-- START OF PAGE EXCERPT --

That night, the spirit of the grandmother’s older brother comes to the boy in a dream and takes him on an adventure floating in the sky, and acting like a big brother, teaches the boy how to ride a bicycle, something the boy had been having trouble learning, because he was afraid. But in the dream with this “big brother”, he loses his fear and rides the bicycle.

The next day, the boy asks his grandmother to take him to the park and he wants to bring his bicycle, which he finally masters in real life, thanks to the courage he received in his dream. As he successfully rides, he says, “Look at me, Grandma!”

That night he dreams of his grandmother’s big brother again, who this time takes him to the beach and teaches him to swim in the waves, something else the boy had wanted to do but, while he had had swimming lessons, was too afraid of the waves. But with his “big brother,” with him, he loses his fear.

The next day, he asks his grandmother to take him to the beach, and he says he wanted to swim in the waves. When he manages to do so, he calls out to his grandmother who is swimming next to him, “Look at me, Grandma!”

Again, that night he dreams of his grandmother’s brother once more, who this time takes him to the amusement park and together they ride in the bumper cars. (I remember, myself, being afraid of the bumper cars at the Santa Cruz Boardwalk, but an older boy gave me the confidence and soon enough, it was something I came to really love.) So the next day, the boy asks his grandmother to take him the amusement park and he says he wants to ride the bumper cars. She lets him steer, and when he masters it, he says, “Look at me, Grandma!”

Later that day, the parents come back home with the new baby, a little girl. The boy wants to hold her and when he does, he loves her so much and swells with generosity and pride over being her "big brother”. Of course, without saying it, it is understood that he has now successfully repositioned himself from being “the baby” of the household to being the big brother, and he now knows how he can be in a position to help his sister with the challenging things in life. As he holds her, his final words in the book are, “Look at US, Grandma!” It is now no longer all about him, and yet he has gained something marvelous, instead.

I figured the best way to “read” this story was to basically semi-”tell” it, filling in the gaps with fuller explanations and using my voice to animate the magic and the thrill of it. So now I felt ready to give the kids some great enjoyment.

However, then the teacher e-mailed me and said that I would have only fifteen minutes. Fifteen minutes--that’s hardly any time at all! Well, I didn’t really believe it...of course, once I got going, the kids would love it and the teacher would let me continue. I had no idea how long (or short) these two stories would be, but surely the two of them would be the right length.

-- END OF PAGE EXCERPT --

(WRITTEN TASKS):
1/ In the excerpt, what does the older brother's spirit teach the boy during the first dream?
2/ Rewrite the excerpt, starting with "That night, the" and going on through "rides the bicycle.", putting "scooter" in place of "bicycle".

-- START OF EXTRACTED INFORMATION --

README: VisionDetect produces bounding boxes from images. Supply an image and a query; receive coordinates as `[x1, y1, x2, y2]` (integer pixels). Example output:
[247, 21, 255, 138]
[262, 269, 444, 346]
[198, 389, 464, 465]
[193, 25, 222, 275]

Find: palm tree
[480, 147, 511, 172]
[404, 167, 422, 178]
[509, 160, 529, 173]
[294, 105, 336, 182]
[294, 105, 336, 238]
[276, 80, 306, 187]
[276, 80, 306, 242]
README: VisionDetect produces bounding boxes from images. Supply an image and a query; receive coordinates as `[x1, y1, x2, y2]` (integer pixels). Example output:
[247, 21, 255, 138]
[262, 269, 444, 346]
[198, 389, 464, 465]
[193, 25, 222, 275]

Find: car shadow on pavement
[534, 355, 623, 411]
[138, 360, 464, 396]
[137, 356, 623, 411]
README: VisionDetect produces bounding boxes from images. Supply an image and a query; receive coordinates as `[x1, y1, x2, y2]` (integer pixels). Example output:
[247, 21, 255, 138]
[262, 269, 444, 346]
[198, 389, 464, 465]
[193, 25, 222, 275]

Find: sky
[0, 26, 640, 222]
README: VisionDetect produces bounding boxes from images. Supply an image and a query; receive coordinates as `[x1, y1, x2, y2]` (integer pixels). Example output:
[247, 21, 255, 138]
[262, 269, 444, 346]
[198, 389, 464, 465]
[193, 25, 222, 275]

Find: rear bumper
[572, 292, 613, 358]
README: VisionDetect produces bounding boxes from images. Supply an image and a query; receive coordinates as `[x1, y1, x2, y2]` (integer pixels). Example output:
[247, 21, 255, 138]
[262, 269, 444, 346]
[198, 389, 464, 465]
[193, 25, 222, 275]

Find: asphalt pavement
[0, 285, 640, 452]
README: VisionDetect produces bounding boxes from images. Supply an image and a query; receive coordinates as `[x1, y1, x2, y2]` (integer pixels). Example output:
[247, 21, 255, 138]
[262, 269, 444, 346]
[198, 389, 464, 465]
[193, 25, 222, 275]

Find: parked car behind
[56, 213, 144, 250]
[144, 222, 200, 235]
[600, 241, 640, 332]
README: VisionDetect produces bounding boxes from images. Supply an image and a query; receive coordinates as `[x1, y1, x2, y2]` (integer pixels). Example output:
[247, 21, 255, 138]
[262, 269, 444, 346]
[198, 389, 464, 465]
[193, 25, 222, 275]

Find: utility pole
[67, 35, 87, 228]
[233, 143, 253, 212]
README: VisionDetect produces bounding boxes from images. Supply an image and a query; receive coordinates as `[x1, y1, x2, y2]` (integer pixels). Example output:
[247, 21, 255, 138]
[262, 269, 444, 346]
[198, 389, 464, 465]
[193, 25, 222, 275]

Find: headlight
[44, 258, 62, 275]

-- END OF EXTRACTED INFORMATION --

(ANSWERS PER TASK):
1/ He teaches the boy how to ride a bicycle.

2/
That night, the spirit of the grandmother’s older brother comes to the boy in a dream and takes him on an adventure floating in the sky, and acting like a big brother, teaches the boy how to ride a scooter, something the boy had been having trouble learning, because he was afraid. But in the dream with this “big brother”, he loses his fear and rides the scooter.